A single REPL that interleaves shell command execution and language-model conversation, backed by a llama.cpp HTTP broker. Implementation is LuaJIT 2.x with FFI bindings to libcurl, GNU readline, and libc — no C extensions, no build step, one source tree.
Why
Three flows that currently live in three windows fold into one:
- "Run this command and show me the output" — fast feedback loop, no copy-paste between terminal and chat.
- "Explain or write code based on the output we just looked at" — exec output is automatically injected into the model's context.
- "Plan and execute a multi-step task with confirmation gates" — landing in Phase 3 as Chuck Norris autonomous mode.
aish is not a wrapper around bash. It's a first-class interactive environment where the shell is one of several execution channels.
Status
| Component | State |
|---|---|
| Repository skeleton | ✅ in this commit |
| Phase 0 manifest | ✅ docs/PHASE0.md — locked |
| Phase 0 implementation | 🔜 next session |
| Phase 1+ | 📋 enumerated in PHASE0.md §11 |
Every module file currently raises not implemented (Phase 0 pending)
when called. luajit main.lua fails loudly at the first un-implemented
function, never silently.
Quick orientation
| Read this | If you want to know |
|---|---|
docs/PHASE0.md §1–2 |
What aish is and what Phase 0 ships |
docs/PHASE0.md §3 |
Technology decisions (LuaJIT, FFI, readline, libcurl, llama.cpp) |
docs/PHASE0.md §4 |
Directory layout — these file names are stable across all phases |
docs/PHASE0.md §5 |
How input is dispatched (meta / shell / AI) |
docs/PHASE0.md §6 |
Broker contract: /v1/chat/completions, CMD: extraction |
docs/PHASE0.md §10 |
Config schema and resolution order |
docs/PHASE0.md §11 |
Phase sequence (what lands when) |
docs/PHASE0.md §13 |
Open questions, tracked per phase |
CLAUDE.md |
Project conventions for AI-assisted contributors |
Directory layout
aish/
├── main.lua # entry point
├── repl.lua # readline loop, dispatch, prompt
├── broker.lua # llama.cpp HTTP client
├── router.lua # input classifier (meta/shell/AI)
├── executor.lua # command exec + CMD: extraction
├── context.lua # in-memory turn history
├── history.lua # disk persistence (Phase 1+)
├── safety.lua # destructive-op gate (Phase 3+)

> **Material shown**:
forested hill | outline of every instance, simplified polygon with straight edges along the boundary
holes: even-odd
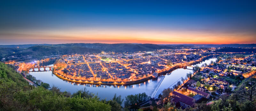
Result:
[[[0,111],[110,111],[111,108],[107,103],[108,101],[100,101],[86,91],[70,95],[56,87],[47,90],[29,85],[21,74],[2,62],[0,96]],[[121,108],[116,102],[114,103],[115,108]]]

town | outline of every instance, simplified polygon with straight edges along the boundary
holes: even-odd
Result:
[[[59,78],[72,82],[129,85],[164,76],[177,68],[186,68],[185,66],[189,66],[206,58],[217,58],[216,61],[211,61],[210,64],[192,67],[194,73],[187,73],[185,78],[182,77],[171,88],[137,106],[143,110],[155,108],[164,111],[165,109],[163,105],[169,102],[185,109],[203,101],[212,104],[211,101],[220,97],[230,94],[243,80],[255,73],[255,54],[216,53],[213,52],[216,49],[162,49],[133,53],[102,52],[99,54],[65,55],[55,58],[52,70]],[[36,71],[31,70],[31,67],[36,67],[40,62],[54,59],[6,63],[16,66],[16,69],[21,73],[40,71],[41,68]]]

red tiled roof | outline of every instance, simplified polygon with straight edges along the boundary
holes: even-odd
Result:
[[[188,89],[188,89],[193,91],[195,92],[201,94],[206,96],[208,96],[208,95],[210,94],[209,94],[209,93],[207,93],[205,92],[203,92],[201,91],[198,90],[197,90],[196,89],[190,87],[188,87]]]
[[[195,104],[196,100],[194,98],[183,95],[176,91],[174,91],[172,93],[172,94],[180,97],[179,98],[176,97],[174,98],[173,101],[176,103],[178,101],[180,101],[190,106],[193,106]]]

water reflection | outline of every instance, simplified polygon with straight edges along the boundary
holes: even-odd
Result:
[[[201,66],[201,65],[200,65],[200,64],[205,63],[209,64],[211,61],[215,61],[216,60],[216,58],[210,59],[198,65]],[[48,66],[53,66],[53,65],[52,64]],[[158,90],[156,92],[156,94],[157,95],[181,77],[185,78],[187,73],[192,72],[193,71],[191,70],[179,69],[173,71],[171,74],[165,75],[164,78],[160,77],[157,79],[149,80],[139,84],[132,85],[100,85],[72,82],[59,78],[52,74],[51,71],[31,72],[29,73],[36,77],[37,79],[48,83],[51,86],[54,85],[60,88],[61,91],[66,91],[73,93],[86,87],[90,92],[97,94],[100,98],[109,100],[113,98],[115,93],[117,95],[121,95],[122,97],[124,98],[129,95],[143,92],[145,92],[148,95],[151,96],[153,95],[152,94],[155,91],[156,88],[159,87]],[[162,79],[163,80],[161,83],[160,82],[162,80]]]

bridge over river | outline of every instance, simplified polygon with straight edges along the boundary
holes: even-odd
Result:
[[[32,71],[30,71],[30,72],[43,72],[43,71],[52,71],[52,70],[53,68],[54,67],[56,67],[56,66],[39,66],[39,67],[26,67],[24,68],[23,68],[22,70],[24,69],[27,69],[28,70],[30,70],[31,69],[32,69]],[[40,69],[41,68],[43,68],[44,70],[41,70]],[[47,70],[46,68],[49,68],[49,70]],[[37,69],[38,70],[37,71],[36,71],[35,70],[35,69]]]

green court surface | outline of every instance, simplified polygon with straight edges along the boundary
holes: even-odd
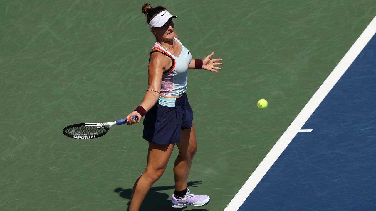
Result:
[[[146,164],[142,125],[89,140],[62,130],[141,102],[155,42],[144,3],[0,1],[0,210],[126,210]],[[149,3],[178,17],[194,58],[223,59],[218,72],[189,71],[198,145],[189,184],[211,202],[184,210],[224,209],[376,15],[370,0]],[[141,210],[173,210],[177,152]]]

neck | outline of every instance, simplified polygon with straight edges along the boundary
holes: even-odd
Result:
[[[174,44],[174,40],[169,41],[165,41],[162,40],[157,40],[157,42],[164,46],[169,47],[172,46]]]

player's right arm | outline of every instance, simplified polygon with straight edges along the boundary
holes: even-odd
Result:
[[[167,70],[170,68],[169,65],[170,66],[171,60],[168,59],[168,57],[164,54],[157,52],[152,53],[150,59],[148,67],[149,75],[148,89],[155,90],[160,93],[163,72],[165,69]],[[159,95],[155,92],[146,92],[140,106],[142,106],[147,112],[154,106],[159,97]],[[141,115],[134,111],[126,117],[127,124],[131,125],[136,123],[132,117],[135,115],[138,116],[138,122],[141,121]]]

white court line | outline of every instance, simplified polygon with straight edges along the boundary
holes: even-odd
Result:
[[[307,103],[224,211],[235,211],[239,209],[375,33],[376,17],[373,18],[334,69]]]
[[[312,129],[301,129],[300,130],[298,131],[298,132],[312,132]]]

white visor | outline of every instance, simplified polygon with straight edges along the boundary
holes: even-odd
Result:
[[[164,10],[158,14],[149,22],[149,26],[151,29],[153,27],[163,26],[170,18],[176,18],[175,15],[172,15],[167,10]]]

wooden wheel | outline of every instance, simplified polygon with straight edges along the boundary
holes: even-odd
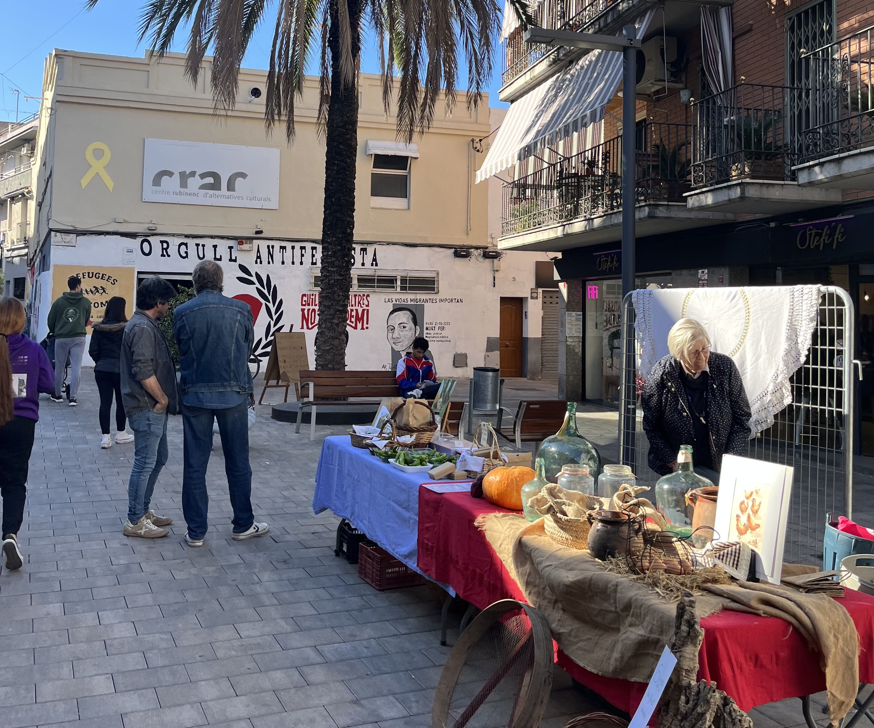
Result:
[[[461,633],[437,684],[432,728],[537,728],[552,688],[552,635],[513,599],[483,609]]]

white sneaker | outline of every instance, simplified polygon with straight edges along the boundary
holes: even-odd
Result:
[[[123,532],[125,536],[139,536],[141,539],[160,539],[170,533],[166,528],[158,528],[145,516],[135,524],[125,521]]]
[[[246,531],[242,533],[232,533],[232,537],[235,541],[241,541],[244,539],[252,539],[254,536],[263,536],[267,532],[270,528],[266,523],[253,523]]]

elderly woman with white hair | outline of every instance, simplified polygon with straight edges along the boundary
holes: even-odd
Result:
[[[681,319],[668,333],[667,356],[643,388],[648,462],[659,475],[676,470],[680,445],[691,445],[695,470],[718,482],[722,456],[746,455],[750,403],[731,357],[711,353],[711,339],[694,319]]]

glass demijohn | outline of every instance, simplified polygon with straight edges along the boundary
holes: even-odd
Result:
[[[557,483],[563,465],[588,465],[593,477],[600,473],[600,455],[595,446],[577,431],[577,403],[567,403],[565,422],[555,435],[543,441],[538,457],[544,459],[546,479]]]
[[[680,445],[676,454],[676,472],[662,476],[656,484],[656,507],[664,516],[671,531],[682,537],[691,534],[694,509],[687,505],[686,493],[712,485],[710,480],[695,472],[692,446]]]
[[[598,495],[613,498],[622,485],[634,485],[637,477],[628,465],[605,465],[598,478]]]
[[[587,496],[595,494],[595,479],[589,475],[588,465],[562,466],[558,473],[558,484],[565,491],[577,491]]]
[[[543,518],[542,514],[533,508],[528,507],[528,501],[538,495],[543,490],[544,485],[549,485],[549,481],[544,474],[544,459],[538,457],[538,462],[534,464],[534,480],[529,480],[522,486],[522,510],[525,518],[530,521],[536,521],[538,519]]]

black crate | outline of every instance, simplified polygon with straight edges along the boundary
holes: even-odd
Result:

> **Work instruction 1**:
Summarize the aish README in two sentences.
> **Work instruction 2**:
List every .lua file shown in the directory layout of the aish README.
> **Work instruction 3**:
Continue the aish README from its final line.

> **Answer 1**:
aish is a single REPL that combines shell command execution and language-model conversation through a llama.cpp HTTP broker, written in LuaJIT 2.x with FFI bindings to libcurl, GNU readline, and libc and with no build step. The repository skeleton and the locked Phase 0 manifest are in place, but the Phase 0 implementation is slated for the next session, so every module file currently raises "not implemented" when called.

> **Answer 2**:
main.lua, repl.lua, broker.lua, router.lua, executor.lua, context.lua, history.lua, safety.lua

> **Answer 3**:
├── renderer.lua # output formatting
├── config.lua # default model registry + preferences
├── ffi/
│ ├── curl.lua # libcurl easy interface
│ ├── readline.lua # GNU readline
│ ├── pty.lua # forkpty (Phase 1+)
│ └── libc.lua # chdir, errno, strerror
└── docs/
└── PHASE0.md # locked substrate
Build / runtime dependencies
System packages (Debian / ALARM / Arch names):
luajit(>= 2.0)libcurl4/libcurl-openssl-3runtimelibreadline8runtimelibc6runtime (always present)
No compilation, no luarocks, no make. Just luajit main.lua.
Running
Once Phase 0 ships:
luajit main.lua # uses ~/.config/aish/config.lua
luajit main.lua --config ./config.lua # explicit config path
AISH_CONFIG=/path/to/config.lua luajit main.lua
Config resolution order is documented in docs/PHASE0.md §10.
Configuration
config.lua is a Lua file returning a single table. The committed
config.lua in this repo is both the canonical example and the
development-fallback config (lowest precedence). Copy it to
~/.config/aish/config.lua and edit endpoints to your local llama.cpp
servers, or point AISH_CONFIG at your own.
The default endpoints assume mfritsche's home network:
fast→dirac.fritz.box:8081(Qwen2.5-Coder-7B q4 8k ctx)deep→dirac.fritz.box:8080(Qwen2.5-Coder-7B q4 32k ctx)cloud→hossenfelder.fritz.box:8082(forwards to OpenRouter)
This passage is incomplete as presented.